* [Extracted text]
"""

A proposed amendment to the state constitution stumbled in the Tennessee Senate Monday night as several lawyers said they didn’t like the idea of an elected attorney general.
The constitutional amendment would have voters elect the Tennessee Attorney General. Currently the state Supreme Court hires the state’s top lawyer.
Republican Dewayne Bunch of Cleveland says that made sense when the justices themselves were elected. But now they are appointed by the governor. Without elected judges, Bunch says the attorney general isn’t accountable.
“That has been taken from us. The citizens now have no accountability for the Supreme Court, and thus there is no accountability for the attorney general.”
But another Republican Senator, Doug Overbey of Maryville, joined a handful of Democrats to oppose the amendment.
“We may be the only state in the Union that does it this way. We may be the only state in the Union that does it right.”

"""

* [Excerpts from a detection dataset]
"""

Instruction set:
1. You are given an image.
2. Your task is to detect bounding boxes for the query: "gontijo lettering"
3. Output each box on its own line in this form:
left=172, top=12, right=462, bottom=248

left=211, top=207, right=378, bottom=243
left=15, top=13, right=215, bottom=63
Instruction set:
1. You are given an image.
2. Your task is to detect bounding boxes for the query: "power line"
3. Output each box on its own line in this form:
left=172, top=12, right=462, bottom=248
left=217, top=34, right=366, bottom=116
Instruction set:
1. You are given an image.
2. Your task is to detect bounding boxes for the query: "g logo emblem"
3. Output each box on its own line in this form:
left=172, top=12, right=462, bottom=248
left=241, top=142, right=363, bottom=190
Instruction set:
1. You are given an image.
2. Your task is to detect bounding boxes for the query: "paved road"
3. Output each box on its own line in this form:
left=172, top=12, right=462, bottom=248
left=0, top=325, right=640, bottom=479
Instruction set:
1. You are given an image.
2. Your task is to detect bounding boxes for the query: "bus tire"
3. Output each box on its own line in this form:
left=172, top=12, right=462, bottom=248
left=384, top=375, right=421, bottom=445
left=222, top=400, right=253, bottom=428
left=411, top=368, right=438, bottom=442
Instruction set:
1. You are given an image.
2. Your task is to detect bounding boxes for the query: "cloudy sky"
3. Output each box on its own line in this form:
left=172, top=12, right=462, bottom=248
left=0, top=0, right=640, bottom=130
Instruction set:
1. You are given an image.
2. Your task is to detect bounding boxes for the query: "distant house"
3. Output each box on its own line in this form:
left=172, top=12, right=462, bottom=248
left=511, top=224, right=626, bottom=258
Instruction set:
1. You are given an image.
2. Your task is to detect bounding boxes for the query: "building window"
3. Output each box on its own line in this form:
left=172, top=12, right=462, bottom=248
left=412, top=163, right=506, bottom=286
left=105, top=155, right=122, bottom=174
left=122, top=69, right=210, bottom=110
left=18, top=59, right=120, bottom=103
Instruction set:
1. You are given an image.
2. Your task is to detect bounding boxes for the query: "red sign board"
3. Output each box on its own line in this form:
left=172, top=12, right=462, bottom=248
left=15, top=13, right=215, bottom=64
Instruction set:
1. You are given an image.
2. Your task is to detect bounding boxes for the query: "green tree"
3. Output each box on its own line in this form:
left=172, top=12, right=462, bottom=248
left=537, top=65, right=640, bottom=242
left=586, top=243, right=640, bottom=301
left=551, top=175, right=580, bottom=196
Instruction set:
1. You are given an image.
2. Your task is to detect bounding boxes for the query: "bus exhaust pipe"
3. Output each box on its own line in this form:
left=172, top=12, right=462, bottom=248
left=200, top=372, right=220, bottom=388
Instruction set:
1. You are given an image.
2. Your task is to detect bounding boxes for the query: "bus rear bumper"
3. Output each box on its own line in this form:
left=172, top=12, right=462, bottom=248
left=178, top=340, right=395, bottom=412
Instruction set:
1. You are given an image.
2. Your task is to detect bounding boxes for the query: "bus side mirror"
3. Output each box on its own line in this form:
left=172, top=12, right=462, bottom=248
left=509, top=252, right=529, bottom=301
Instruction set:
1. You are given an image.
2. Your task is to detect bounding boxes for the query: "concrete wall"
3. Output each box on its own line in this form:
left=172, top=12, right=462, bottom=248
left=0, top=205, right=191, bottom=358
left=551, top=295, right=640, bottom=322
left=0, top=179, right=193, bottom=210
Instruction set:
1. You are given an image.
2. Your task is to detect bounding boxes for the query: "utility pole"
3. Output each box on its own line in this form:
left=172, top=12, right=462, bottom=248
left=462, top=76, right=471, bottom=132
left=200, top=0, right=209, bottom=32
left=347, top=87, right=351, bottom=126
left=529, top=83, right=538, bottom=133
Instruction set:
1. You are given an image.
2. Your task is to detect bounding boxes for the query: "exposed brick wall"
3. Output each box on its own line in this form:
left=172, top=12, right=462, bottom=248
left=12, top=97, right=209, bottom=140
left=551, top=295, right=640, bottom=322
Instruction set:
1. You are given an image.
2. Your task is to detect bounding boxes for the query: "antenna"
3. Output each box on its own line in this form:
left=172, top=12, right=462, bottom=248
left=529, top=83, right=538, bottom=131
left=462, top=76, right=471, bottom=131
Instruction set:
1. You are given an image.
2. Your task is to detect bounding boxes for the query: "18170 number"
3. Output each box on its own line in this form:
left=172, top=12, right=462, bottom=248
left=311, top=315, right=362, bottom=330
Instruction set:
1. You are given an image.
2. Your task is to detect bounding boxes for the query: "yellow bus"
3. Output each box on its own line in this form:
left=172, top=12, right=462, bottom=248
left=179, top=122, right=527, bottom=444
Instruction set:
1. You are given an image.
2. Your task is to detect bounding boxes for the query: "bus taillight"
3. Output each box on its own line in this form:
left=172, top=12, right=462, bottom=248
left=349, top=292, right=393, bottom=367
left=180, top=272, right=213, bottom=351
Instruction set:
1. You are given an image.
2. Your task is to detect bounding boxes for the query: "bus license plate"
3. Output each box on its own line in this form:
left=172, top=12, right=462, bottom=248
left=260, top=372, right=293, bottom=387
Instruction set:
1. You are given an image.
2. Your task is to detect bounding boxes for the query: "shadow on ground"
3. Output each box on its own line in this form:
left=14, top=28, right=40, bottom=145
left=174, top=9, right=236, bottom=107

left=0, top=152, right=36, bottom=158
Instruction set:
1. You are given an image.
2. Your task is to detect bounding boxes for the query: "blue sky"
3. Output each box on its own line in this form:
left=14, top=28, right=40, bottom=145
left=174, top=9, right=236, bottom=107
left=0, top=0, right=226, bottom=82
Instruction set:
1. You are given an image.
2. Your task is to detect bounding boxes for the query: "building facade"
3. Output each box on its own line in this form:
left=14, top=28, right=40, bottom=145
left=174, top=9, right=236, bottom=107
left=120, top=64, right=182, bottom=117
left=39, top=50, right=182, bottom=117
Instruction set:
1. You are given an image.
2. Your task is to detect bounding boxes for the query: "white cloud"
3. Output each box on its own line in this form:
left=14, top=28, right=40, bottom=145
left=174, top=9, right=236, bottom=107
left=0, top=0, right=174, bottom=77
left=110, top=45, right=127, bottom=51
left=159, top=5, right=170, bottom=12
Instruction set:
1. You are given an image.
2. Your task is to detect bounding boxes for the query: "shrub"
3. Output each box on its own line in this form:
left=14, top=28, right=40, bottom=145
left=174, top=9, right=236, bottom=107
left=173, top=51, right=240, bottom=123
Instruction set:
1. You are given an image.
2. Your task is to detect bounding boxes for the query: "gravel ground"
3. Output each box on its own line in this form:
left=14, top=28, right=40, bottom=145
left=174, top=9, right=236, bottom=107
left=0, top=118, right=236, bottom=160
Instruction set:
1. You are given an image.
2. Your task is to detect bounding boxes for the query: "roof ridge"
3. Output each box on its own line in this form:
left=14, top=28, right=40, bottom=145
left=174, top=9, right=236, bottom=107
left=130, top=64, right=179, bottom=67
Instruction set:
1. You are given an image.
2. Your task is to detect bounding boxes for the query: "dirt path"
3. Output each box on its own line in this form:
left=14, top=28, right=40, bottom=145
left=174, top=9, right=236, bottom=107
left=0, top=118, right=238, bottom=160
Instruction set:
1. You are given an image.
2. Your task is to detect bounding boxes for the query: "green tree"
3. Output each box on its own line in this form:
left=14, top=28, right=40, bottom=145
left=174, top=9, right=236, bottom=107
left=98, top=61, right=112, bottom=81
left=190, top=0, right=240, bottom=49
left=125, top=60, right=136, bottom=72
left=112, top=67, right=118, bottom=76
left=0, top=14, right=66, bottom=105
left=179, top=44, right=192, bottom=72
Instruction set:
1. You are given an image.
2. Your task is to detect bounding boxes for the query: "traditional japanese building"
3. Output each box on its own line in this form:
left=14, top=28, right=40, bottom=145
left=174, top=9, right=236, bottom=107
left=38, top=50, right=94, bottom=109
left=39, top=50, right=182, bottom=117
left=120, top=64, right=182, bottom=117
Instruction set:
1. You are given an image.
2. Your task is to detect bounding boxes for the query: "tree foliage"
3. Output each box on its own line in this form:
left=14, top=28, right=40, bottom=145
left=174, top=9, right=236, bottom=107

"""

* [Task objective] In the news item on the elected attorney general amendment, reproduce the passage from "The constitutional amendment" up to and including "general isn’t accountable." word for word.

* [Response below]
The constitutional amendment would have voters elect the Tennessee Attorney General. Currently the state Supreme Court hires the state’s top lawyer.
Republican Dewayne Bunch of Cleveland says that made sense when the justices themselves were elected. But now they are appointed by the governor. Without elected judges, Bunch says the attorney general isn’t accountable.